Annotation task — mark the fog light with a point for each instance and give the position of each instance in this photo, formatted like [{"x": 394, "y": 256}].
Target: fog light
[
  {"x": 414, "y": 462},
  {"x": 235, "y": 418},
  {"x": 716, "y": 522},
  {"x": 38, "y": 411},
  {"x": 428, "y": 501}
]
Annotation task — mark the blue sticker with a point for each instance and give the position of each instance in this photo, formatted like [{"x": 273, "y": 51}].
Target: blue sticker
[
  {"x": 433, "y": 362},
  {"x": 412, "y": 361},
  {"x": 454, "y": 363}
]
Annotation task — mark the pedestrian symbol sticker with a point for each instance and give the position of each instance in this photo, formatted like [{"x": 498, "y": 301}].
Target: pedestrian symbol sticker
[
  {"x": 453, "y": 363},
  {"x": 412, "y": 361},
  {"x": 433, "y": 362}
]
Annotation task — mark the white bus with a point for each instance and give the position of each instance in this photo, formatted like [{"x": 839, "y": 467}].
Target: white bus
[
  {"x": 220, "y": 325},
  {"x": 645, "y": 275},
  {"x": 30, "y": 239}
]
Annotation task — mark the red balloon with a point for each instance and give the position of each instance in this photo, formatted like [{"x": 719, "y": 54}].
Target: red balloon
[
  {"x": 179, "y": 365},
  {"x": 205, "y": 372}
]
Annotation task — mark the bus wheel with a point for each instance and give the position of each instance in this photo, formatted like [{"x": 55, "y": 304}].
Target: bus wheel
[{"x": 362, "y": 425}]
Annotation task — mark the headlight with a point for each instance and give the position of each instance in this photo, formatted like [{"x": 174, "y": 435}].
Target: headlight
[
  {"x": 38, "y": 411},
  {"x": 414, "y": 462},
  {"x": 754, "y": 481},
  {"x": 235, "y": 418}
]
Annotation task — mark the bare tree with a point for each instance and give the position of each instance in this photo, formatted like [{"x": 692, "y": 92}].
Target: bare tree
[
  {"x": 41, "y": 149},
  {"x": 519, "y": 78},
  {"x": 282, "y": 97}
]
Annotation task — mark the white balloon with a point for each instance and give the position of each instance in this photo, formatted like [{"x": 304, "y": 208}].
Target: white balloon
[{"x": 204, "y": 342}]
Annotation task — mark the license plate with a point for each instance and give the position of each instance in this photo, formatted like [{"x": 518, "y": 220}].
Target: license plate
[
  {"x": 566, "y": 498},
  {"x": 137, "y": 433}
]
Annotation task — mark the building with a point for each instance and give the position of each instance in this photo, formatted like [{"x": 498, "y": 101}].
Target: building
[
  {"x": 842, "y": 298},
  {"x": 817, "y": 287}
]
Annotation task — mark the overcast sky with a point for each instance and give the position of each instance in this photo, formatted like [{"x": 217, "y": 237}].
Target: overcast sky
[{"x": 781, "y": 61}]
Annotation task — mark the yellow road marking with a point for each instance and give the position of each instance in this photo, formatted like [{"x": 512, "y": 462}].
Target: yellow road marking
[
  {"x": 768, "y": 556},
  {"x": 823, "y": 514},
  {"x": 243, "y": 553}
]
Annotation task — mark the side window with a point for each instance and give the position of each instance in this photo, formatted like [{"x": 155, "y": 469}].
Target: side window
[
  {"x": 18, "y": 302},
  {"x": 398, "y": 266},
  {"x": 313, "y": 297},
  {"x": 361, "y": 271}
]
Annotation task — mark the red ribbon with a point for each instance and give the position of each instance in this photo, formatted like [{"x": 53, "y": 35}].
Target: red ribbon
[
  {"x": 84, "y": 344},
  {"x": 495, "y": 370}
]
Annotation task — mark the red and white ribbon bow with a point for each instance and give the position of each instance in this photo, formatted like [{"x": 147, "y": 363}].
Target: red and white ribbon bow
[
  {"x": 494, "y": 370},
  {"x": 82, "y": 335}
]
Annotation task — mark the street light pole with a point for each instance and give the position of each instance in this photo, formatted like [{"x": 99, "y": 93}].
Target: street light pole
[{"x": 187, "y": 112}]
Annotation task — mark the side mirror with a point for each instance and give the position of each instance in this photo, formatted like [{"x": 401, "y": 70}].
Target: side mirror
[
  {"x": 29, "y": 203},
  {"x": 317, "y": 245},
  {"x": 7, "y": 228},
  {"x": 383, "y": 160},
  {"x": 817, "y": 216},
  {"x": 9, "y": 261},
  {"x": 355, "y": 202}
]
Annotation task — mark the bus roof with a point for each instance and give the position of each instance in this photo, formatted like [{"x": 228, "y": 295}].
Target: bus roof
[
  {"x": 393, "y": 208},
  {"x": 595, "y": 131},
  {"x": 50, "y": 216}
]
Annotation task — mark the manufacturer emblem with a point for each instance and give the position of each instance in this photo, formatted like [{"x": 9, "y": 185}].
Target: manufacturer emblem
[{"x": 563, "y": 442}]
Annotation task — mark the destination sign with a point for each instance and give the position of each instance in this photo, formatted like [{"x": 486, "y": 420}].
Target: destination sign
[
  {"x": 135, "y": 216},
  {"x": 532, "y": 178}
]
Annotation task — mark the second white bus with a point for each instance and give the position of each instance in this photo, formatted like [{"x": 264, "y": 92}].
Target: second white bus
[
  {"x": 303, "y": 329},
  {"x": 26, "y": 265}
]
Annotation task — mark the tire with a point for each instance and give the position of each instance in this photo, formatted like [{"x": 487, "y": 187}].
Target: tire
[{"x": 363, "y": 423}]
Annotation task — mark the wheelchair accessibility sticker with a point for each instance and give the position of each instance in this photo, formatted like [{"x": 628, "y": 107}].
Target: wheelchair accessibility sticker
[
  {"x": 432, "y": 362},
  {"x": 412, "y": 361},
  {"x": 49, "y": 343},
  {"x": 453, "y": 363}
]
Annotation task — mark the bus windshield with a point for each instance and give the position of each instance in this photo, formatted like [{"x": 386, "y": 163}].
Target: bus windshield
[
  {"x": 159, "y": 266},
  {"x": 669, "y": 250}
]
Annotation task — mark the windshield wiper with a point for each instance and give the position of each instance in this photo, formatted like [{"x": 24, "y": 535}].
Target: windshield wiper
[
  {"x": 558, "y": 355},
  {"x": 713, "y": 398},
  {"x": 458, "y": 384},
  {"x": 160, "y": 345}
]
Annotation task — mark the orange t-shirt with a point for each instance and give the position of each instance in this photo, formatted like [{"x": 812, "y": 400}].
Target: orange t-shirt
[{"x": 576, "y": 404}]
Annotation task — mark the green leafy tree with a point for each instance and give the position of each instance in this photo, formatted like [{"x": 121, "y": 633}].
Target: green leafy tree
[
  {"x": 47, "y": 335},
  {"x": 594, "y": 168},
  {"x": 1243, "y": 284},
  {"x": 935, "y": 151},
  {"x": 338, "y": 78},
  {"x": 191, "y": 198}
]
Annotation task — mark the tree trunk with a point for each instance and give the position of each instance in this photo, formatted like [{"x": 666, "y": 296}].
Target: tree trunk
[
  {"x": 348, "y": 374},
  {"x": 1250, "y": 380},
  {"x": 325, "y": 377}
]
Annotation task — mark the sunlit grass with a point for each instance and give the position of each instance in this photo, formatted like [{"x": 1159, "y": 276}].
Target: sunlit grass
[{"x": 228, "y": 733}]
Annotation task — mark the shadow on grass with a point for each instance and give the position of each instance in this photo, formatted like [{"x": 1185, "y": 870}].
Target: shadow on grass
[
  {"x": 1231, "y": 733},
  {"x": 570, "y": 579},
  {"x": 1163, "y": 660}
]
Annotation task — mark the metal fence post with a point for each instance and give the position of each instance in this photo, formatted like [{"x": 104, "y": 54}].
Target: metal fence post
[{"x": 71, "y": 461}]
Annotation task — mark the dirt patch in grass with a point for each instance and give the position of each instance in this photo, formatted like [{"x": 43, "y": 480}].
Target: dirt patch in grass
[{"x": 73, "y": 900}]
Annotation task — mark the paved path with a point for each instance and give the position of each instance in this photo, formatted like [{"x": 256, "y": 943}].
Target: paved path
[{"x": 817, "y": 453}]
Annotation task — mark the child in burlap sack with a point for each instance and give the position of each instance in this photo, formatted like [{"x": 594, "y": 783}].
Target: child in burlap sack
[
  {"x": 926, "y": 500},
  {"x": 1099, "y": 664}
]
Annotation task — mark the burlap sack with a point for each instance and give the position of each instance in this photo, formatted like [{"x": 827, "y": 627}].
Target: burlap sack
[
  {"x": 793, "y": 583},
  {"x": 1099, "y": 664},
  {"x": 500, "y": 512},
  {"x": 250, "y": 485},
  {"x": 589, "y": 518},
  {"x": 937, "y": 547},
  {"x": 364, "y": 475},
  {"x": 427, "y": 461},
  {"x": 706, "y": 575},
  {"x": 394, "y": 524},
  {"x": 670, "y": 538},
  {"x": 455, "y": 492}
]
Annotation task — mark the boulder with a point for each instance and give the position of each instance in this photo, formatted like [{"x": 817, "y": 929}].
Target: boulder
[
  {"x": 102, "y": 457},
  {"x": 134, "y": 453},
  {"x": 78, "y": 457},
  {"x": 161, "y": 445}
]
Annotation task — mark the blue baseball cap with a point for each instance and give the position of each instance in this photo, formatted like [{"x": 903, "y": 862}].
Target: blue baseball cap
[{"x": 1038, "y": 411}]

What is needed: In the listing above, find the line containing "Annotation task — mark the child" and please quote exactly that line through the last one, and no other lines.

Final answer:
Annotation task — mark the child in burlap sack with a point for each instance and give the position of each instance in this photo, formatted like [{"x": 594, "y": 783}].
Target: child in burlap sack
[
  {"x": 926, "y": 500},
  {"x": 1099, "y": 664}
]
Annotation task — mark the burlap sack with a point for each instance and give the position of each instance in this photo, formatted like [{"x": 827, "y": 627}].
Target: burlap sack
[
  {"x": 793, "y": 583},
  {"x": 1099, "y": 664},
  {"x": 500, "y": 512},
  {"x": 250, "y": 485},
  {"x": 589, "y": 518},
  {"x": 937, "y": 547},
  {"x": 364, "y": 475},
  {"x": 427, "y": 461},
  {"x": 706, "y": 575},
  {"x": 394, "y": 524},
  {"x": 670, "y": 538},
  {"x": 455, "y": 492}
]
Annotation task — mark the boulder with a point for each instance and give the position of each instance in this photo, formatted like [{"x": 817, "y": 929}].
Target: boulder
[
  {"x": 102, "y": 457},
  {"x": 134, "y": 453},
  {"x": 78, "y": 457},
  {"x": 161, "y": 445}
]
Annotation task — mark the blue baseball cap with a point for each instance and give the position of each instance in this photo, formatted like [{"x": 903, "y": 862}].
Target: blue baseball cap
[{"x": 1038, "y": 411}]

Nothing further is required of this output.